[START OF Reading text]

I’ve been both triumphant and desperate, without actually having to call up a flatbed for rescue. However I am writing this a couple of hours drive south of the Loire so I am successfully getting about a bit.. and I love this car!
Here’s my early learning curve:

😀 GOOD
😟 BAD

Once upon a time the range of EVs was well under 100 miles, and rapid charging points scarce, so the best use was a short commute and a home charge overnight. You’d buy a hybrid (petrol plus battery in various degrees) if you actually wanted to go anywhere, ie carting about two engines under the bonnet and paying for it too 😟. The futuristic company Tesla brought out their longest range all-electric, but you need to be rich for that one, and it has its own exclusive charging system – which I don’t think is very friendly, especially as Tesla drivers are now able to claim space on everyone else’s chargers too.

Nissan Leaf 2 has made 100 miles feasible in an almost affordable family car (inc govmt incentive) –  calculate 80miles for a safe bet.  So I got my Leaf figuring I could do all I wanted, given time, planning and a modicum of serendipity 😐.

This is the singular thing thborne1at makes a longer drive possible: a half-hour ‘Rapid’ charger supplied around the motorway network by Ecotricity, bless ’em,without which you’d be stopping for a four hour charge every 80 miles.

[END OF Reading text]

Revise the electric car account from the words "I’ve been both" through the words "else’s chargers too.", using "tow truck" in place of "flatbed".

[START OF Extracted entries]

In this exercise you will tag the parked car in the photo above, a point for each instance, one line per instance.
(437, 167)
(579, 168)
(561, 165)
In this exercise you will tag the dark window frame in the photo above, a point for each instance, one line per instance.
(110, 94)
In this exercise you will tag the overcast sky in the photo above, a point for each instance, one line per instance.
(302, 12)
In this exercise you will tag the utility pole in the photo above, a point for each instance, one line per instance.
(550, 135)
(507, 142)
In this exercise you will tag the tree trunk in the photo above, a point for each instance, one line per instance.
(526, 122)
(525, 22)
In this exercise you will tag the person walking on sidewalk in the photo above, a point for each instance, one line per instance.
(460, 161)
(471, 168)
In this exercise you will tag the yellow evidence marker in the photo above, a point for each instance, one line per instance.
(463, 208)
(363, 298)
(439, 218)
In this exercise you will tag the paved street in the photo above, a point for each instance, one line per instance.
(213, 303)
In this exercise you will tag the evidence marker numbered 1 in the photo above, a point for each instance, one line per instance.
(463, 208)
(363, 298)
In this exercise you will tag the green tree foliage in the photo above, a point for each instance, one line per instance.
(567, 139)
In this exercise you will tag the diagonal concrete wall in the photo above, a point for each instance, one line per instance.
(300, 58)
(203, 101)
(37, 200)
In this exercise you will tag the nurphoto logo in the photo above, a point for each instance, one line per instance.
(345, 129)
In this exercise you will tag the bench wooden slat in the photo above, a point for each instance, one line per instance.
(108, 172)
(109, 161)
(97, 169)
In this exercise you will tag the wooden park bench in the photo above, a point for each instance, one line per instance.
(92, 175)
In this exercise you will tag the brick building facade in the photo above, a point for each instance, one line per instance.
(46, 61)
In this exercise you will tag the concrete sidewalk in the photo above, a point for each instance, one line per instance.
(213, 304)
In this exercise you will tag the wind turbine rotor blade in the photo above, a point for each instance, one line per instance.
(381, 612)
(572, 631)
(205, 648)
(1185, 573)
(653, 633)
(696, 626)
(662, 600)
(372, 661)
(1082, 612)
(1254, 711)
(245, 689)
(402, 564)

[END OF Extracted entries]
[START OF Extracted entries]

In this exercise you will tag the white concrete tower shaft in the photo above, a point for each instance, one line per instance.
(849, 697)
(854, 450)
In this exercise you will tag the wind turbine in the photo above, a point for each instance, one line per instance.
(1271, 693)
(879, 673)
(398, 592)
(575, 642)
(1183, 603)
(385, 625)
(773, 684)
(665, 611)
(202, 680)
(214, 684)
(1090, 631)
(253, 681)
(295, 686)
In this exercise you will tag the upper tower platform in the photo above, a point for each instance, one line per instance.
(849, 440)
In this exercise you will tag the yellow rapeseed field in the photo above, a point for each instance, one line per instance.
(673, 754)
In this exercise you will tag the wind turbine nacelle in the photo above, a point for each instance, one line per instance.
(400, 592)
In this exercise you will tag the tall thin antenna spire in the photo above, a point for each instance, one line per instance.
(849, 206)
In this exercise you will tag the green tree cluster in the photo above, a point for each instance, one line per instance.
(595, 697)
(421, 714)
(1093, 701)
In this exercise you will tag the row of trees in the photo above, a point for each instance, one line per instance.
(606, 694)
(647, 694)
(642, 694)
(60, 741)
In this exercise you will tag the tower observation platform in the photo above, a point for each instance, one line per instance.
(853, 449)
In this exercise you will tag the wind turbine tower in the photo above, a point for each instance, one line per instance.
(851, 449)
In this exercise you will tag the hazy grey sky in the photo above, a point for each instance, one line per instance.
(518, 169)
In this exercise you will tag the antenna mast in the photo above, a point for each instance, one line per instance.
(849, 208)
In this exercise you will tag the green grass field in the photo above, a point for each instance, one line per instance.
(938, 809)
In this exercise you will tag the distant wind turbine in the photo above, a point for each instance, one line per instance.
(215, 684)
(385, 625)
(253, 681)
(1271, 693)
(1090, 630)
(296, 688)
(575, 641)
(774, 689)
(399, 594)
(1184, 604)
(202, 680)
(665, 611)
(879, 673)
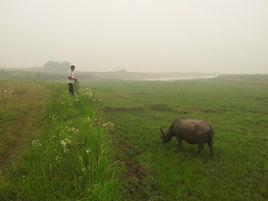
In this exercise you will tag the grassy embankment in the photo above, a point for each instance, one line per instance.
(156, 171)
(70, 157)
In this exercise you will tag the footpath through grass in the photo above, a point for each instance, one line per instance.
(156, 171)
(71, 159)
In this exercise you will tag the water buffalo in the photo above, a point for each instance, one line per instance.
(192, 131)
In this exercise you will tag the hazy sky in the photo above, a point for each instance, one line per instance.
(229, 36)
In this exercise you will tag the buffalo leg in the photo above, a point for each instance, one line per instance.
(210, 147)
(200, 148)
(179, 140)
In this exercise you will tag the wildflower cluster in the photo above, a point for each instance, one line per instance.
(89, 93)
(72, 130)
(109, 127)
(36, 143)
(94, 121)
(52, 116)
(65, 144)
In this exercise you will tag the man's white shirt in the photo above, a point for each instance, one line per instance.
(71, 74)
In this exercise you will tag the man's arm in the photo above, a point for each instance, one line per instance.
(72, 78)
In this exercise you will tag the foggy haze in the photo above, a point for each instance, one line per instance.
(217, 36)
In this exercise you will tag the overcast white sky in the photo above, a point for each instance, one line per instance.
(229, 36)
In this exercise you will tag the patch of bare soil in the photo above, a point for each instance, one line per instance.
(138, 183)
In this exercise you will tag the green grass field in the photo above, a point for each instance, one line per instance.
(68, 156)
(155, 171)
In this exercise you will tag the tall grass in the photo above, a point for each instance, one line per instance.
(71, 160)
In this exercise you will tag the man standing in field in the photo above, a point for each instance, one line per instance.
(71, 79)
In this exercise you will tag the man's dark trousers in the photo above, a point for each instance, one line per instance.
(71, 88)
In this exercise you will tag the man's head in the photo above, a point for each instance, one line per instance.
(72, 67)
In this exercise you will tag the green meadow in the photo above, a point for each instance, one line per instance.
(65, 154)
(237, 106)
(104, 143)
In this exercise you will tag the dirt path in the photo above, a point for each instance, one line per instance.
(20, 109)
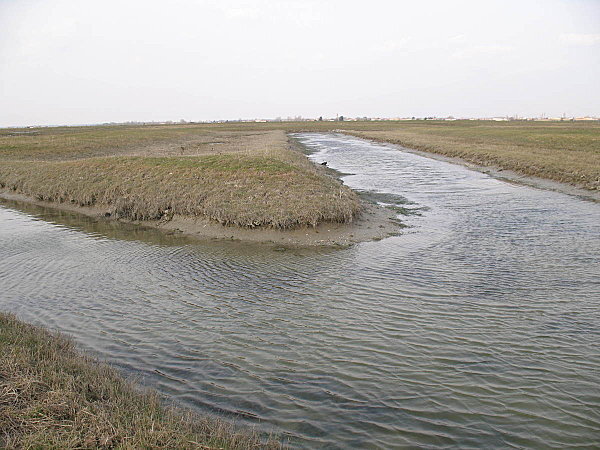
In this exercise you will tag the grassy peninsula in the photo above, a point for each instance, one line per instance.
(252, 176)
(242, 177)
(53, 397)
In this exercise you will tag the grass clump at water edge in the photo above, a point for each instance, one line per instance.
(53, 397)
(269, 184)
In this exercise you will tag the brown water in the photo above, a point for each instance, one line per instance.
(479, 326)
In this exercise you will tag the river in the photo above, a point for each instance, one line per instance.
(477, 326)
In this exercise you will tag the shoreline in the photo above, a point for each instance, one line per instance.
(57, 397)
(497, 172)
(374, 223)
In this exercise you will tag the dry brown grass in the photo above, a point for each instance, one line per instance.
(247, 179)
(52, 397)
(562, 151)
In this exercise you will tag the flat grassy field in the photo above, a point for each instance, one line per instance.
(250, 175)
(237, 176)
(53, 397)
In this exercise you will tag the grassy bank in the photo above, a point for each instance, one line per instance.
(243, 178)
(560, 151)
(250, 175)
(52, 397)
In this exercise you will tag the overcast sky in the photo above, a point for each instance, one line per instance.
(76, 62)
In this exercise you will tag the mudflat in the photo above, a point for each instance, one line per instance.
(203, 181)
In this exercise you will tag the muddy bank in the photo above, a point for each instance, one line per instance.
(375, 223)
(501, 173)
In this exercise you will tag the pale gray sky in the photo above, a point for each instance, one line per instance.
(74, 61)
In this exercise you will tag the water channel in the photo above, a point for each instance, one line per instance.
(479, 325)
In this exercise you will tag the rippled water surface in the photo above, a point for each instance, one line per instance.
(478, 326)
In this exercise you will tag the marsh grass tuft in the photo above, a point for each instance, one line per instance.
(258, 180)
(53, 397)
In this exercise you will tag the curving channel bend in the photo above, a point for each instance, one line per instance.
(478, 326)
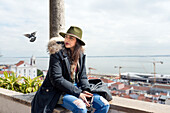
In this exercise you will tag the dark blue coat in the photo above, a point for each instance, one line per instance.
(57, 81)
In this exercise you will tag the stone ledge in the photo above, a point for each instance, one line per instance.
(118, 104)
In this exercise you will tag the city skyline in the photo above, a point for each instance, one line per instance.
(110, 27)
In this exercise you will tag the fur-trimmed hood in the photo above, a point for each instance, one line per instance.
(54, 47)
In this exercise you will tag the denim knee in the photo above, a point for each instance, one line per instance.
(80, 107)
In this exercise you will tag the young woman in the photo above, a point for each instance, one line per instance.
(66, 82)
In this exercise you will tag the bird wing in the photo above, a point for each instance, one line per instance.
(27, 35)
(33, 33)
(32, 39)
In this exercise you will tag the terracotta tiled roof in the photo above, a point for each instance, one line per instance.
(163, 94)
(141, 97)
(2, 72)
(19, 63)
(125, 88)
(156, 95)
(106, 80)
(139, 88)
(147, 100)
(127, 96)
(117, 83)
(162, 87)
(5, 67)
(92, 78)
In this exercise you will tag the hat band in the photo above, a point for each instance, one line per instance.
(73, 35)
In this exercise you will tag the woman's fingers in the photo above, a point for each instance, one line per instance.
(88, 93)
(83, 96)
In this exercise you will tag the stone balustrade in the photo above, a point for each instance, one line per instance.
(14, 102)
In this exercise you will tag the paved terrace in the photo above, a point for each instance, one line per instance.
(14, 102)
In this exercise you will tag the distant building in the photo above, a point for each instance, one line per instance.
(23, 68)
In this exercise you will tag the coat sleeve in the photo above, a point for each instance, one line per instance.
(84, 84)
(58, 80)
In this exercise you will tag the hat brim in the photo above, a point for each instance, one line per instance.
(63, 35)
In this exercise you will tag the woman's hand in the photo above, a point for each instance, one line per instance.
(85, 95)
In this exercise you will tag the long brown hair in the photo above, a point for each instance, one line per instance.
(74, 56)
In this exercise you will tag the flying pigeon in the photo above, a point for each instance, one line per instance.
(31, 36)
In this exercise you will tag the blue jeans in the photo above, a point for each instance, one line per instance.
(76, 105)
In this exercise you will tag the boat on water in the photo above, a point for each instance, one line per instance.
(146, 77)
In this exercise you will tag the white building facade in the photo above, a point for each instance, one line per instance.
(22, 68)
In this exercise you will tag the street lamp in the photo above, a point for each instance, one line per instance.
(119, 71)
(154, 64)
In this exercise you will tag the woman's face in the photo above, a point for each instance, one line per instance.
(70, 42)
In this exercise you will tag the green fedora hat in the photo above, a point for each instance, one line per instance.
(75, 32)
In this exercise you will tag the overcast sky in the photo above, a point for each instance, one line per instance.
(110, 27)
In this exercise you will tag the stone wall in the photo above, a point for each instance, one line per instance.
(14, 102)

[END OF Extracted entries]

**Correct response:**
I’ve been both triumphant and desperate, without actually having to call up a tow truck for rescue. However I am writing this a couple of hours drive south of the Loire so I am successfully getting about a bit.. and I love this car!
Here’s my early learning curve:

😀 GOOD
😟 BAD

Once upon a time the range of EVs was well under 100 miles, and rapid charging points scarce, so the best use was a short commute and a home charge overnight. You’d buy a hybrid (petrol plus battery in various degrees) if you actually wanted to go anywhere, ie carting about two engines under the bonnet and paying for it too 😟. The futuristic company Tesla brought out their longest range all-electric, but you need to be rich for that one, and it has its own exclusive charging system – which I don’t think is very friendly, especially as Tesla drivers are now able to claim space on everyone else’s chargers too.